(Source data)
——————————

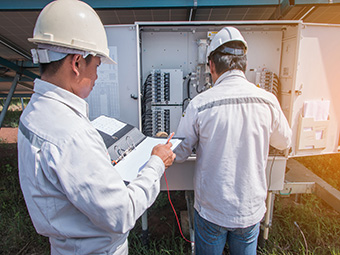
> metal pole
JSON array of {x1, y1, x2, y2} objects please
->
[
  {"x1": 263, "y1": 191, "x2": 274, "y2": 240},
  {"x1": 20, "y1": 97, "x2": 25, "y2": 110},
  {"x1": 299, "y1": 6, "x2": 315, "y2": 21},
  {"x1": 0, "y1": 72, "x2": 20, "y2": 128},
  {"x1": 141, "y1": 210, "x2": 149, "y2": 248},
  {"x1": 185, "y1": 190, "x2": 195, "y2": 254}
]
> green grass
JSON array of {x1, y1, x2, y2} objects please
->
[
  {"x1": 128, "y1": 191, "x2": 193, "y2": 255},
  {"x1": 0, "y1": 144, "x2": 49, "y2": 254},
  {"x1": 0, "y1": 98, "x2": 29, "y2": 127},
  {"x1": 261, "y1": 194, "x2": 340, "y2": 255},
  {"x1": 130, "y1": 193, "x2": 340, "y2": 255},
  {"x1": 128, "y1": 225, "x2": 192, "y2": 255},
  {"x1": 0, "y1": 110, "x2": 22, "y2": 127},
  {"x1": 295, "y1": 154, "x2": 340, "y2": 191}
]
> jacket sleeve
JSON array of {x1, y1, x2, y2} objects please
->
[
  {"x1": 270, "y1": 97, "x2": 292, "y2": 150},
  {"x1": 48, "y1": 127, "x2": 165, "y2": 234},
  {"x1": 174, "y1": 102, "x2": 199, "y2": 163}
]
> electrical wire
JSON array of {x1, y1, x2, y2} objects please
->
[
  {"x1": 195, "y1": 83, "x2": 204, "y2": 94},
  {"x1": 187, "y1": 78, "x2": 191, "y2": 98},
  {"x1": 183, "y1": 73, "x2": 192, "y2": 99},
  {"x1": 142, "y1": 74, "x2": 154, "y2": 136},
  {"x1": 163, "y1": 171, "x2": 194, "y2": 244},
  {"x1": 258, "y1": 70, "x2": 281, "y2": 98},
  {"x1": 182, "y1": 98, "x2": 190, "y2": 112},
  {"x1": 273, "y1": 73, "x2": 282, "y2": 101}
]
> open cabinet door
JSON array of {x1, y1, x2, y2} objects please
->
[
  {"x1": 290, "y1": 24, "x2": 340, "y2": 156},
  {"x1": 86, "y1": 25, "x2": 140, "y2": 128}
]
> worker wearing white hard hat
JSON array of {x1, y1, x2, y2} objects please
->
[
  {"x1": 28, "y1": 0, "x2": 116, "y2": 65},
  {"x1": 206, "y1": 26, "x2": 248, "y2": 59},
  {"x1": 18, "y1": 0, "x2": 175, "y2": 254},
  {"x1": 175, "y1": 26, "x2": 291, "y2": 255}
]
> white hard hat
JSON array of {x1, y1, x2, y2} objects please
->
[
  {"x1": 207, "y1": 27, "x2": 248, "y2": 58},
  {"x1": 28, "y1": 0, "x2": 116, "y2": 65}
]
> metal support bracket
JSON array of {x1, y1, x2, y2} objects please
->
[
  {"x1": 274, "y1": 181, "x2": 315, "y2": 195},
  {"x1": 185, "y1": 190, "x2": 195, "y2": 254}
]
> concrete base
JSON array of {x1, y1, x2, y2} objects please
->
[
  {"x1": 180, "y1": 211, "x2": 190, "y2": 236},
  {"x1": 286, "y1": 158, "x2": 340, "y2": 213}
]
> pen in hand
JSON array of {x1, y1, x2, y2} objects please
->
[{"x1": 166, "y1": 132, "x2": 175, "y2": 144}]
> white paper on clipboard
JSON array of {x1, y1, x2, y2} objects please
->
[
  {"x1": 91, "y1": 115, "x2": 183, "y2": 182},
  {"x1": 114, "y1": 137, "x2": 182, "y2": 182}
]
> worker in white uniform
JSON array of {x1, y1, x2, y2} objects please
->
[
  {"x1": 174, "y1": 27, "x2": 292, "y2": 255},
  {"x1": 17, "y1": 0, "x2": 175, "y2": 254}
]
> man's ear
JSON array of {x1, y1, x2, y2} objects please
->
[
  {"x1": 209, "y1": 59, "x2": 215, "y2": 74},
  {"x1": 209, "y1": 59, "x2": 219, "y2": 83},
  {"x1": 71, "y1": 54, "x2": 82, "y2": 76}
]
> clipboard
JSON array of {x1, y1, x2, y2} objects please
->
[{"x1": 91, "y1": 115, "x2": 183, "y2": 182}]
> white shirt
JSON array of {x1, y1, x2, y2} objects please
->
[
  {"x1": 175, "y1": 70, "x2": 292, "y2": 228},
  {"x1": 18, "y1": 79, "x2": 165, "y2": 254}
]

——————————

Exercise directions:
The reply should hold every record, unchanged, and no pictures.

Answer box:
> metal pole
JSON array of {x1, y1, x2, y2} objects please
->
[
  {"x1": 263, "y1": 191, "x2": 274, "y2": 240},
  {"x1": 20, "y1": 97, "x2": 25, "y2": 110},
  {"x1": 299, "y1": 6, "x2": 315, "y2": 21},
  {"x1": 0, "y1": 72, "x2": 20, "y2": 128},
  {"x1": 141, "y1": 210, "x2": 149, "y2": 248},
  {"x1": 185, "y1": 190, "x2": 195, "y2": 254}
]
> green grass
JSON array of {x1, y1, x2, y2} objects please
->
[
  {"x1": 128, "y1": 191, "x2": 193, "y2": 255},
  {"x1": 0, "y1": 144, "x2": 49, "y2": 254},
  {"x1": 0, "y1": 98, "x2": 29, "y2": 127},
  {"x1": 261, "y1": 194, "x2": 340, "y2": 255},
  {"x1": 130, "y1": 193, "x2": 340, "y2": 255},
  {"x1": 128, "y1": 225, "x2": 192, "y2": 255},
  {"x1": 0, "y1": 110, "x2": 22, "y2": 127},
  {"x1": 295, "y1": 154, "x2": 340, "y2": 191}
]
> jacket sleeve
JSON array of {x1, y1, x2, y2} objects please
->
[
  {"x1": 270, "y1": 97, "x2": 292, "y2": 150},
  {"x1": 48, "y1": 127, "x2": 165, "y2": 234},
  {"x1": 174, "y1": 102, "x2": 199, "y2": 163}
]
> electrical wire
JSON array of {x1, y1, x2, y2} objects please
->
[
  {"x1": 195, "y1": 83, "x2": 204, "y2": 94},
  {"x1": 187, "y1": 78, "x2": 191, "y2": 98},
  {"x1": 183, "y1": 73, "x2": 192, "y2": 99},
  {"x1": 142, "y1": 74, "x2": 154, "y2": 136},
  {"x1": 163, "y1": 171, "x2": 194, "y2": 244},
  {"x1": 258, "y1": 70, "x2": 281, "y2": 98},
  {"x1": 182, "y1": 98, "x2": 190, "y2": 112},
  {"x1": 273, "y1": 73, "x2": 282, "y2": 101}
]
> open cabinet door
JSON array of {x1, y1, x2, y2} objects please
->
[
  {"x1": 290, "y1": 24, "x2": 340, "y2": 156},
  {"x1": 86, "y1": 25, "x2": 140, "y2": 128}
]
> worker wearing white hard hat
JSON array of {x1, y1, x2, y2} objects please
->
[
  {"x1": 28, "y1": 0, "x2": 116, "y2": 65},
  {"x1": 206, "y1": 26, "x2": 248, "y2": 59},
  {"x1": 18, "y1": 0, "x2": 175, "y2": 254},
  {"x1": 175, "y1": 26, "x2": 291, "y2": 255}
]
> white hard hat
JSON array of {x1, y1, x2, y2} objects please
->
[
  {"x1": 207, "y1": 27, "x2": 248, "y2": 58},
  {"x1": 28, "y1": 0, "x2": 116, "y2": 65}
]
> metal support bracket
JSON array of {x1, y1, x2, y2} objects please
->
[
  {"x1": 274, "y1": 181, "x2": 315, "y2": 195},
  {"x1": 185, "y1": 190, "x2": 195, "y2": 254}
]
> concrete base
JSON array of {x1, y1, x2, y2} objects please
->
[
  {"x1": 180, "y1": 211, "x2": 190, "y2": 236},
  {"x1": 286, "y1": 158, "x2": 340, "y2": 213}
]
> pen in hand
JSON array of {x1, y1, x2, y2} objects please
->
[{"x1": 166, "y1": 132, "x2": 175, "y2": 144}]
> white paper on clipboard
JSON array of {x1, y1, x2, y2} objects please
->
[
  {"x1": 91, "y1": 115, "x2": 183, "y2": 182},
  {"x1": 114, "y1": 137, "x2": 182, "y2": 182}
]
> worker in white uniform
JSON array of {x1, y1, x2, y2} objects please
->
[
  {"x1": 174, "y1": 27, "x2": 292, "y2": 255},
  {"x1": 17, "y1": 0, "x2": 175, "y2": 254}
]
> man's ear
JSON array of {x1, y1, x2, y2} objects please
->
[
  {"x1": 209, "y1": 59, "x2": 215, "y2": 74},
  {"x1": 209, "y1": 59, "x2": 219, "y2": 83},
  {"x1": 71, "y1": 54, "x2": 82, "y2": 76}
]
> clipboard
JSON array of {x1, y1, x2, y2} objects please
->
[{"x1": 91, "y1": 115, "x2": 183, "y2": 182}]
> white shirt
JSON array of {x1, y1, x2, y2} objects please
->
[
  {"x1": 175, "y1": 70, "x2": 292, "y2": 228},
  {"x1": 18, "y1": 79, "x2": 165, "y2": 254}
]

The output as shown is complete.